Would you return every entry below exactly as written, without its images?

++++++++++

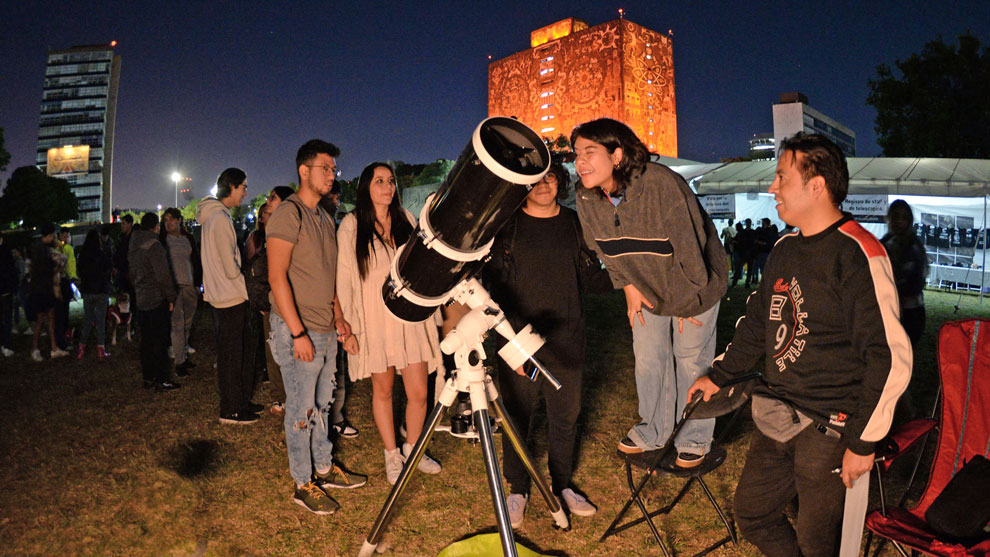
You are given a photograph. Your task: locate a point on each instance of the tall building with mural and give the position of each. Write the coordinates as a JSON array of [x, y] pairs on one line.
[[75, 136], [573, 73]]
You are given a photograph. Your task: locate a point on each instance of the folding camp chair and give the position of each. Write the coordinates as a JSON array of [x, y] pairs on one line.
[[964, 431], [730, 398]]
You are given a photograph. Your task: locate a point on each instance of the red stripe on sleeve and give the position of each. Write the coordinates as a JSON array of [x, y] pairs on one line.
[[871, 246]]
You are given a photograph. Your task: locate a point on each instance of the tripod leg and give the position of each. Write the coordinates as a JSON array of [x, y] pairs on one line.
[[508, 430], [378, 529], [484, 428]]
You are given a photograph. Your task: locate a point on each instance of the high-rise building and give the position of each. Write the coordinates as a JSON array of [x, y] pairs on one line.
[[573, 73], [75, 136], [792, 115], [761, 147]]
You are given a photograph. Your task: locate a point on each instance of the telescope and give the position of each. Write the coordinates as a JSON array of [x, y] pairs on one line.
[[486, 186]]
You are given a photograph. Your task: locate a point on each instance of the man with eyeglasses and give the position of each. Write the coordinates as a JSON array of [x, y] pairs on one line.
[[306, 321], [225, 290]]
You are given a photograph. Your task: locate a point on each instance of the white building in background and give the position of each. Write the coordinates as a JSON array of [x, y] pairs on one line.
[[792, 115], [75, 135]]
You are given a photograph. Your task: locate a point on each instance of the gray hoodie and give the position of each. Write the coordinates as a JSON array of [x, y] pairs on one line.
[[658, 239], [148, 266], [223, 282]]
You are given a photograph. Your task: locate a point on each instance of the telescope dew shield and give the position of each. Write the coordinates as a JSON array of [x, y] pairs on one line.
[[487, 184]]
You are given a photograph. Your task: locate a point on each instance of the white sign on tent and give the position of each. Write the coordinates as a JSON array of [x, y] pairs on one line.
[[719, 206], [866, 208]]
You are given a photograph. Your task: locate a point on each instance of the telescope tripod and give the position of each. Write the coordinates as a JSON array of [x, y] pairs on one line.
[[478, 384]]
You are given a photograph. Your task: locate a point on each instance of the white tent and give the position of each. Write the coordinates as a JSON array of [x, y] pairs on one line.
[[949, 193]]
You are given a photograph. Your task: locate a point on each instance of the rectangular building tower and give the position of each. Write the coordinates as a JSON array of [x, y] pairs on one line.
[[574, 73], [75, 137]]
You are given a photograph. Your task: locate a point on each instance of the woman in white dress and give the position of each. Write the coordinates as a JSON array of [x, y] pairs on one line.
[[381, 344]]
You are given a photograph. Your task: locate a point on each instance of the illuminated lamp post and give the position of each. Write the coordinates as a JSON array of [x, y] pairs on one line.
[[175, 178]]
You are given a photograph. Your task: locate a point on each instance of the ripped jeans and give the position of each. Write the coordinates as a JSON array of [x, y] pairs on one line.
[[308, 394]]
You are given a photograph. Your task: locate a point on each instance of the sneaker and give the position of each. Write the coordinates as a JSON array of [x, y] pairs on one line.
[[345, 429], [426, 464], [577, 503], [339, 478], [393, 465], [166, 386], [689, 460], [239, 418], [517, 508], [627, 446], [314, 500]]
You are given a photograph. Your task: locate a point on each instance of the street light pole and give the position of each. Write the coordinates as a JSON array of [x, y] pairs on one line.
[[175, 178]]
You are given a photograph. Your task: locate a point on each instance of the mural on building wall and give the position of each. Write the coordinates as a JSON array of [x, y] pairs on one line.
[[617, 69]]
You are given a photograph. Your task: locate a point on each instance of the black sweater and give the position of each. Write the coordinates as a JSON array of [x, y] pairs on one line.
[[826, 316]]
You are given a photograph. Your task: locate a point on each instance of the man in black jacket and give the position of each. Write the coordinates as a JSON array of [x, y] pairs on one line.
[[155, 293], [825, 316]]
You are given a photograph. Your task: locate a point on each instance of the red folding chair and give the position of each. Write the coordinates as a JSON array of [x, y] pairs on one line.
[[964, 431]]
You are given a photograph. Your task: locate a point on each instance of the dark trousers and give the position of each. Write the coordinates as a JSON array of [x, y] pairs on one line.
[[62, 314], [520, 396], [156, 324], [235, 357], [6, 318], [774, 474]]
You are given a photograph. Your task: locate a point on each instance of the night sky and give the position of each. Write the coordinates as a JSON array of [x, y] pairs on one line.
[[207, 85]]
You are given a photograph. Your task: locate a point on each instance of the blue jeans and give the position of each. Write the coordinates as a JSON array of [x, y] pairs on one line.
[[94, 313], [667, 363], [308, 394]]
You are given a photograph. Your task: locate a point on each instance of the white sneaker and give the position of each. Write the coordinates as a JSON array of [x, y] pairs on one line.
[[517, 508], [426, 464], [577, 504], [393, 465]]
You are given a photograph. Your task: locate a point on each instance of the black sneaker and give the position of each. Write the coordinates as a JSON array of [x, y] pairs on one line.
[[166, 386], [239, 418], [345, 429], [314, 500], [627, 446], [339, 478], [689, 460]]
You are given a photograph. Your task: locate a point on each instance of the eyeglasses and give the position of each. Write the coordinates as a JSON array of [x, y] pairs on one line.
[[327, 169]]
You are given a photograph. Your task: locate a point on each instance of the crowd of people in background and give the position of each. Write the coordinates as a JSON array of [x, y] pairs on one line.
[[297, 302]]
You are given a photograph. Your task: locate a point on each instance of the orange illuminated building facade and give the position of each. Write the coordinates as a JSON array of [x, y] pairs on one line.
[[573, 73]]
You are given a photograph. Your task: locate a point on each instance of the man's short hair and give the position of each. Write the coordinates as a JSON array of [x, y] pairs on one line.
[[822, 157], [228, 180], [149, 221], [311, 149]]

++++++++++

§ ANSWER FOR THE TASK
You are given a photograph. Your task: locate a point on each instance of the tall building with mural and give the position of each. Write the coordinates as a JSON array of [x, y] pairs on one line.
[[75, 136], [573, 73]]
You are given a photograph. Your task: locate a point on each instance of the folding camp chair and give the position of each. Write the coordinates as a JSON array of [x, y] pairs on one line.
[[964, 431], [730, 398]]
You are given a photograph. Your task: locate a point on each instance of the red stripe on sleeve and give the position of each. Write the coordinates as a JSON array of [x, y] pairs on one line.
[[871, 246]]
You are given a photograph. Your task: locate a point on each instance of the tripod leg and give the position of each. Write the coordinates as a JSON array of [x, y] pairs on one line.
[[508, 430], [378, 529], [484, 428]]
You are given a photograph. Your task: locate a point on each instance of the high-rise building and give the position of each. Write the coordinates as a JSON array of [x, y] pairs on one line.
[[573, 73], [75, 136], [792, 115], [761, 147]]
You are given a photograph. Your task: locate a point on each instance of the telescope and give the position of each. Write the coordinates as a JSON array of [x, y] pairs on one line.
[[486, 186]]
You are given a photograph. Your task: locate a point on each instance of the man with eyeglasses and give the position of each. Write the coordinates as a JSON array of [x, y] pairs on one line.
[[306, 321], [225, 290]]
You are given a photograph. Your task: locate a point on each instance of the white building in background and give the position of each. Write the coordinates as a JSON array of [x, y] pairs on one line.
[[792, 115], [75, 135]]
You are given a photograph. Your task: locate a point on each instance of the gray hoodie and give the position of each. Write the coordinates as a JSON array of [x, y] pairs on one line.
[[658, 239], [148, 266], [223, 282]]
You are given a photograph. Your task: locate a point on each instance of the telescope dew shield and give the position of each. Write the coordinates as a JSON array of [x, y] pairs on one line.
[[487, 184]]
You are given a photograph. Your task: locate a point on each instance of the white sign on tent and give the position of each. Write the coordinates as a JSON array of [x, y] pairs on one line.
[[719, 206], [866, 208]]
You are given a photograph. Your task: locate a point on each instance of the telescope tripod and give the position of each. Write the coordinates as a JSON array of [x, y] pairs on one line.
[[478, 384]]
You are given a photograph. Your task: locate a point on each instance of the white tent and give the position of each. Write the coordinates as a JSON array of [x, y] pairs on one line.
[[949, 193]]
You are given a photograph. Your task: locate a point on each instance of the rectangular building tower and give the position of each. Write the coordinates as a JSON array of [x, y] pairs on one line.
[[574, 73], [75, 137]]
You are given a photograph. Your task: locate a point on each instance of the woman in white dress and give the position of each. Write the coordinates as a JSON array of [x, y] pairs on one line.
[[381, 344]]
You are given a photograph. Your task: locate a point on each instance of the illuminated lamp post and give the position of each. Write the coordinates as a JSON array of [x, y] pairs on one line.
[[175, 178]]
You are given a photograph. Your task: locate a point on each instance of the ripped jeans and give the position of each. Write the coordinates as a JSON array of [x, y] pairs on one line.
[[308, 394]]
You are given a photograph. Your task: locate a point on each instance of the sneaker and give the position of each. Write the coordinates as a JSON array of [x, y] pairs on one line.
[[345, 429], [426, 464], [577, 503], [339, 478], [393, 465], [166, 386], [689, 460], [239, 418], [517, 508], [627, 446], [314, 500]]
You are given a photograph. Your task: locate a point on each instance of the street light pole and give the position of each. Write the coordinates as a JSON array of [x, y] pairs on one line.
[[175, 178]]
You are given a photograph. Your task: locate a point on each instance of the mural on building wall and give the position of each. Write the coordinates as a JSON array of [x, y] pairs on one line.
[[617, 69]]
You are given a photograph. Your task: locate a point on each instance of the black sweater and give the position of each. Write the coordinates as a JSON array of [x, y] pairs on one line.
[[826, 316]]
You are given a photograph. Your task: locate a point on each instance of the man in black jacket and give the position of each. Write the coordinates as a JSON array of [x, y] pairs on one line.
[[155, 293], [825, 316]]
You are given a photograph. Your task: locate a point on each instance of the red folding chair and give the position of each. Write the coordinates as a JSON array of [x, y] pairs on one line.
[[964, 431]]
You are given a photograph. Your task: locate a point on each instance of the dark trousers and give the position of each. Write the coordinates as a JSON array of [x, y] pairs on one line.
[[62, 314], [520, 396], [156, 324], [235, 357], [6, 318], [774, 474]]
You are given a photograph. Your task: locate a point on each instance of the night sky and give the position of each. Write the coordinates as a JSON array of [x, y] pairs on one line.
[[207, 85]]
You are given a photograph. Your task: locate a point on each instance of the blue jeans and give the position of each. Write the coordinates as a JSON array of [x, y] pairs on one line.
[[94, 313], [667, 363], [308, 394]]
You are given a photograph. Your task: locate a point on each instance of the white sneaker and give the position of each. Write the coordinates as a JSON array of [x, y] pairs on one line.
[[517, 508], [426, 464], [577, 504], [393, 465]]
You are given a photograph. Your task: locate a point on each instance of the black sneaker and give the position of each. Write the coordinates as a JSON array of [x, y] pairs on one line.
[[166, 386], [239, 418], [345, 429], [314, 500], [627, 446], [339, 478], [689, 460]]
You are given a photograph. Your task: locate a point on each instance of the eyeglasses and give the position of each. Write the coordinates as a JSON array of [x, y] pairs on one line.
[[327, 169]]
You are given a photograph. Your task: locate a point on each instance of the crowd of people in background and give the position of each. Write the coordinates as a JSON array of [x, y] pairs on one line.
[[297, 302]]
You are given a photograph. Your task: locate a point on each instance of the orange illuminated building facade and give the position of each. Write the coordinates as a JSON array of [x, y] pairs on one line.
[[573, 73]]
You are given a photograph. Your task: locate a point on each instance of the man's short hair and give the position of each. Write the coordinates as a JSON array of [x, y] pairs on one line.
[[822, 157], [228, 180], [149, 221], [311, 149]]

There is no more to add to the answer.